EXERCISE
Could you format the material below as a Markdown table with the columns "Row" and "Text", starting with the line that contains "Note: locate the graphic" and going on through the line that contains "pixel 110 116"? Give only those lines, one per row with its number, and leave out any blank lines.

DATA PROVIDED
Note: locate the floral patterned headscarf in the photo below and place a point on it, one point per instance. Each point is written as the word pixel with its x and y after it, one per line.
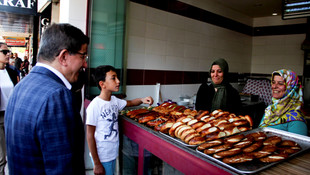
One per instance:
pixel 287 108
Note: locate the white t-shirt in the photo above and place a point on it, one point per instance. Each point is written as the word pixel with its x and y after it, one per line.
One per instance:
pixel 6 90
pixel 104 115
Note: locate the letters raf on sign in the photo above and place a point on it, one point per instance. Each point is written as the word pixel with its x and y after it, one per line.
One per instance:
pixel 27 7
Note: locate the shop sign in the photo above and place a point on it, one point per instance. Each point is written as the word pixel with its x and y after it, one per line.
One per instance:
pixel 15 41
pixel 27 7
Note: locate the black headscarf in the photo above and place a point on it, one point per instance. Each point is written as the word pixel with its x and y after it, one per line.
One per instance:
pixel 220 96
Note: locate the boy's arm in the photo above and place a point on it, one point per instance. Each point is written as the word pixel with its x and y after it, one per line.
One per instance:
pixel 135 102
pixel 98 168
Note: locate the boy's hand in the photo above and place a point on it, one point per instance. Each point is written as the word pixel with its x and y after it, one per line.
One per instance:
pixel 147 100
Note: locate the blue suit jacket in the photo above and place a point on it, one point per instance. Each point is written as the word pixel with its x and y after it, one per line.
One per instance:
pixel 44 133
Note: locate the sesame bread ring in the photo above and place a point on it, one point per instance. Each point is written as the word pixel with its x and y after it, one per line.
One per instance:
pixel 203 127
pixel 197 140
pixel 243 143
pixel 253 147
pixel 192 122
pixel 173 128
pixel 178 131
pixel 186 132
pixel 274 158
pixel 209 131
pixel 234 138
pixel 273 140
pixel 227 153
pixel 190 136
pixel 197 125
pixel 201 114
pixel 217 149
pixel 260 154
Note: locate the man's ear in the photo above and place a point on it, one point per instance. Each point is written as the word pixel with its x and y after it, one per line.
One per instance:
pixel 101 84
pixel 63 57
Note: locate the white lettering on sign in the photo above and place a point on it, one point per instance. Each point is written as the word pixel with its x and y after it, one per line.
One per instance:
pixel 19 3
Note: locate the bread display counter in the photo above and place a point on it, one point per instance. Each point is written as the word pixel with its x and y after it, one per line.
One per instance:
pixel 188 160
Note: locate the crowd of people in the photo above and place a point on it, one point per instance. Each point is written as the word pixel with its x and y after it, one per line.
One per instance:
pixel 41 130
pixel 21 66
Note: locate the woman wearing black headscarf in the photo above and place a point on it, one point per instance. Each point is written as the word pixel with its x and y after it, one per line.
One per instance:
pixel 219 94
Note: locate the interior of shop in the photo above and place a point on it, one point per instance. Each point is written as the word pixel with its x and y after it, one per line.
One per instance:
pixel 156 48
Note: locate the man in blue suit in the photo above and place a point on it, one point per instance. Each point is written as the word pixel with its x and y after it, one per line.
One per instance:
pixel 43 127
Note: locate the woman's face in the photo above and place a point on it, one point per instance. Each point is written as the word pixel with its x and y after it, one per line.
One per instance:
pixel 4 58
pixel 278 87
pixel 217 75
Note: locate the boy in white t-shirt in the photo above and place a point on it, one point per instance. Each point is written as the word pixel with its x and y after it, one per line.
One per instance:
pixel 102 120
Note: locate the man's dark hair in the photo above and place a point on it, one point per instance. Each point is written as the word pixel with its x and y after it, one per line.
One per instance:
pixel 101 72
pixel 58 37
pixel 2 43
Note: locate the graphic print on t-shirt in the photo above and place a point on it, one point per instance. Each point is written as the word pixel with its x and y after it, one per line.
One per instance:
pixel 110 116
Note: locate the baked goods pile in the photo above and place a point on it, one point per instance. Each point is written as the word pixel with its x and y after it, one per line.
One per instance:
pixel 190 126
pixel 244 148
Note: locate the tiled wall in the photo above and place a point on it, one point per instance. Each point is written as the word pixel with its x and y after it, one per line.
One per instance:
pixel 275 52
pixel 160 40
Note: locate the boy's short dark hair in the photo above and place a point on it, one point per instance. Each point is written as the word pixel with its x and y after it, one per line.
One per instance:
pixel 101 72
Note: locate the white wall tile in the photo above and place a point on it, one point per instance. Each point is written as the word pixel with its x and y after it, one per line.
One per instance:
pixel 136 44
pixel 154 61
pixel 153 46
pixel 137 11
pixel 175 49
pixel 154 31
pixel 136 60
pixel 137 28
pixel 156 16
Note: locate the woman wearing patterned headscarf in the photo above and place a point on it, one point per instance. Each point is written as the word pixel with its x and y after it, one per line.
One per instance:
pixel 284 113
pixel 219 94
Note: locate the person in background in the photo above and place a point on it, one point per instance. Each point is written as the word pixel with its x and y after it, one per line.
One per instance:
pixel 18 63
pixel 219 94
pixel 102 120
pixel 43 127
pixel 12 59
pixel 25 66
pixel 8 79
pixel 287 99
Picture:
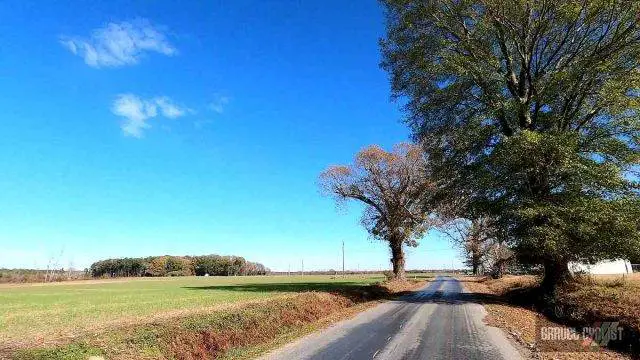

THE REPLY
| Row | Text |
|---|---|
| 1 | Note: locate the graphic print on t-shirt in the photo above and place a point on it, one point per instance. Each point is written as the word pixel with its x and y after it, one per line. |
| 2 | One per instance: |
| 3 | pixel 110 116 |